* EXERCISE: Identify and copy every line of the records that contains the word "house", paying attention to case.

* DATA SUPPLIED:

--------------------

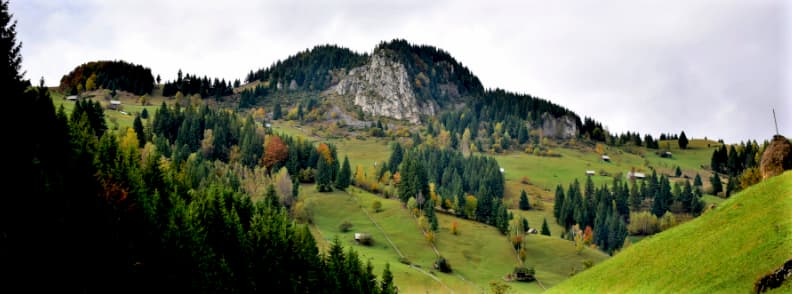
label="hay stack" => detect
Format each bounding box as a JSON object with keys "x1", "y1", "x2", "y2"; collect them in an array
[{"x1": 760, "y1": 135, "x2": 792, "y2": 179}]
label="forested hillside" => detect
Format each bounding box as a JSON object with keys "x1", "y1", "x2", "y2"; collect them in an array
[
  {"x1": 60, "y1": 61, "x2": 154, "y2": 95},
  {"x1": 0, "y1": 2, "x2": 393, "y2": 293}
]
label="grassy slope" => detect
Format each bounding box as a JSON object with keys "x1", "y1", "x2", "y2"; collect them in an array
[
  {"x1": 302, "y1": 186, "x2": 607, "y2": 293},
  {"x1": 551, "y1": 172, "x2": 792, "y2": 293}
]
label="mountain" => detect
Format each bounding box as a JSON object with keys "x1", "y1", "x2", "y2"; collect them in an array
[
  {"x1": 550, "y1": 171, "x2": 792, "y2": 293},
  {"x1": 247, "y1": 40, "x2": 584, "y2": 138}
]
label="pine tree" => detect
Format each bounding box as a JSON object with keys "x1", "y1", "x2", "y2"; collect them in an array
[
  {"x1": 379, "y1": 263, "x2": 396, "y2": 294},
  {"x1": 520, "y1": 190, "x2": 531, "y2": 210},
  {"x1": 677, "y1": 131, "x2": 688, "y2": 149},
  {"x1": 542, "y1": 218, "x2": 550, "y2": 236},
  {"x1": 335, "y1": 156, "x2": 352, "y2": 190},
  {"x1": 710, "y1": 173, "x2": 723, "y2": 195},
  {"x1": 132, "y1": 116, "x2": 146, "y2": 148},
  {"x1": 272, "y1": 103, "x2": 283, "y2": 120}
]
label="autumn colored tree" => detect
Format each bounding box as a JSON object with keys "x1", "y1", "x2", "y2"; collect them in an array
[{"x1": 262, "y1": 136, "x2": 289, "y2": 171}]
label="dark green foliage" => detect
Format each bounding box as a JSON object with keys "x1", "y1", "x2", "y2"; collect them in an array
[
  {"x1": 513, "y1": 266, "x2": 536, "y2": 282},
  {"x1": 542, "y1": 218, "x2": 550, "y2": 236},
  {"x1": 374, "y1": 39, "x2": 484, "y2": 105},
  {"x1": 388, "y1": 142, "x2": 404, "y2": 174},
  {"x1": 272, "y1": 103, "x2": 283, "y2": 120},
  {"x1": 652, "y1": 175, "x2": 674, "y2": 217},
  {"x1": 520, "y1": 190, "x2": 531, "y2": 210},
  {"x1": 132, "y1": 116, "x2": 146, "y2": 148},
  {"x1": 316, "y1": 155, "x2": 334, "y2": 192},
  {"x1": 247, "y1": 45, "x2": 368, "y2": 91},
  {"x1": 162, "y1": 69, "x2": 234, "y2": 98},
  {"x1": 434, "y1": 256, "x2": 453, "y2": 273},
  {"x1": 379, "y1": 263, "x2": 396, "y2": 294},
  {"x1": 693, "y1": 173, "x2": 704, "y2": 188},
  {"x1": 677, "y1": 131, "x2": 688, "y2": 149},
  {"x1": 71, "y1": 100, "x2": 107, "y2": 137},
  {"x1": 60, "y1": 61, "x2": 154, "y2": 95},
  {"x1": 710, "y1": 173, "x2": 723, "y2": 195},
  {"x1": 335, "y1": 156, "x2": 352, "y2": 190}
]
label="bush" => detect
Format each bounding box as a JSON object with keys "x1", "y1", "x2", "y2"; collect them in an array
[
  {"x1": 434, "y1": 256, "x2": 453, "y2": 273},
  {"x1": 514, "y1": 266, "x2": 536, "y2": 282},
  {"x1": 371, "y1": 200, "x2": 382, "y2": 212},
  {"x1": 338, "y1": 221, "x2": 353, "y2": 233}
]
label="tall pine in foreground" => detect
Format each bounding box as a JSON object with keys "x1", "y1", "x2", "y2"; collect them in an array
[{"x1": 335, "y1": 156, "x2": 352, "y2": 190}]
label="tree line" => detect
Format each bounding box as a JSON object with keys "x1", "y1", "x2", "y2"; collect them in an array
[
  {"x1": 553, "y1": 171, "x2": 704, "y2": 253},
  {"x1": 0, "y1": 1, "x2": 394, "y2": 293},
  {"x1": 246, "y1": 45, "x2": 368, "y2": 92},
  {"x1": 158, "y1": 69, "x2": 235, "y2": 99},
  {"x1": 59, "y1": 59, "x2": 154, "y2": 95}
]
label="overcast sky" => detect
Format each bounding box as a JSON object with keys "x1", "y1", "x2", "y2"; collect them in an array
[{"x1": 10, "y1": 0, "x2": 792, "y2": 142}]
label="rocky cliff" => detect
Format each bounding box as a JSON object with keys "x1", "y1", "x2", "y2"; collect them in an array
[
  {"x1": 542, "y1": 112, "x2": 580, "y2": 139},
  {"x1": 333, "y1": 50, "x2": 438, "y2": 123}
]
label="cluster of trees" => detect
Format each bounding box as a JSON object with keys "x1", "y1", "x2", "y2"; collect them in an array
[
  {"x1": 162, "y1": 69, "x2": 235, "y2": 98},
  {"x1": 553, "y1": 172, "x2": 704, "y2": 252},
  {"x1": 374, "y1": 39, "x2": 484, "y2": 106},
  {"x1": 710, "y1": 140, "x2": 768, "y2": 197},
  {"x1": 59, "y1": 59, "x2": 154, "y2": 95},
  {"x1": 247, "y1": 45, "x2": 368, "y2": 92},
  {"x1": 710, "y1": 140, "x2": 766, "y2": 176},
  {"x1": 239, "y1": 85, "x2": 269, "y2": 108},
  {"x1": 392, "y1": 144, "x2": 509, "y2": 233},
  {"x1": 427, "y1": 89, "x2": 580, "y2": 154},
  {"x1": 0, "y1": 6, "x2": 394, "y2": 293}
]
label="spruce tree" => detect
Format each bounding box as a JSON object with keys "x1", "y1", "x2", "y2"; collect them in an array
[
  {"x1": 520, "y1": 190, "x2": 531, "y2": 210},
  {"x1": 272, "y1": 103, "x2": 283, "y2": 120},
  {"x1": 677, "y1": 131, "x2": 688, "y2": 149},
  {"x1": 379, "y1": 263, "x2": 396, "y2": 294},
  {"x1": 542, "y1": 218, "x2": 550, "y2": 236},
  {"x1": 710, "y1": 173, "x2": 723, "y2": 195},
  {"x1": 132, "y1": 115, "x2": 146, "y2": 148},
  {"x1": 335, "y1": 156, "x2": 352, "y2": 190}
]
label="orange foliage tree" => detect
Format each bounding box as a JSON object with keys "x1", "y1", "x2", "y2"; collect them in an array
[{"x1": 262, "y1": 136, "x2": 289, "y2": 171}]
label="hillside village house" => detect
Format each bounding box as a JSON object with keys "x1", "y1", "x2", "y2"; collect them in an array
[
  {"x1": 627, "y1": 172, "x2": 646, "y2": 180},
  {"x1": 107, "y1": 100, "x2": 121, "y2": 110}
]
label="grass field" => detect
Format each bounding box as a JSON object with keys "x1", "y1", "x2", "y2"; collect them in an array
[
  {"x1": 551, "y1": 172, "x2": 792, "y2": 293},
  {"x1": 301, "y1": 186, "x2": 607, "y2": 293}
]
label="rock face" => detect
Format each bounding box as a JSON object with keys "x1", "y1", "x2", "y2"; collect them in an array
[
  {"x1": 334, "y1": 51, "x2": 438, "y2": 123},
  {"x1": 542, "y1": 112, "x2": 579, "y2": 139},
  {"x1": 759, "y1": 135, "x2": 792, "y2": 179}
]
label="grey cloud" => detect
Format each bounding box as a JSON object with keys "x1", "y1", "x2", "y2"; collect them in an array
[{"x1": 11, "y1": 0, "x2": 792, "y2": 142}]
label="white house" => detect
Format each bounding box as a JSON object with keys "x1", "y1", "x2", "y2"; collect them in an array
[{"x1": 108, "y1": 100, "x2": 121, "y2": 110}]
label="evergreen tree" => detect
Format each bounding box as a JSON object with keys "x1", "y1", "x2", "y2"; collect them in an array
[
  {"x1": 316, "y1": 155, "x2": 333, "y2": 192},
  {"x1": 388, "y1": 142, "x2": 404, "y2": 174},
  {"x1": 693, "y1": 173, "x2": 704, "y2": 189},
  {"x1": 379, "y1": 263, "x2": 396, "y2": 294},
  {"x1": 272, "y1": 103, "x2": 283, "y2": 120},
  {"x1": 542, "y1": 218, "x2": 550, "y2": 236},
  {"x1": 710, "y1": 173, "x2": 723, "y2": 195},
  {"x1": 520, "y1": 190, "x2": 531, "y2": 210},
  {"x1": 132, "y1": 116, "x2": 146, "y2": 148},
  {"x1": 335, "y1": 156, "x2": 352, "y2": 190}
]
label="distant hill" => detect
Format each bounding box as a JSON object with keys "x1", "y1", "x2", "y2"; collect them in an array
[
  {"x1": 550, "y1": 172, "x2": 792, "y2": 293},
  {"x1": 60, "y1": 60, "x2": 154, "y2": 95}
]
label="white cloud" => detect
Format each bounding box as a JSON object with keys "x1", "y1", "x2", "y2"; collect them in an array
[{"x1": 11, "y1": 0, "x2": 792, "y2": 142}]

--------------------

* FINISHED ANSWER:
label="hillside village house" => detect
label="white house" => detect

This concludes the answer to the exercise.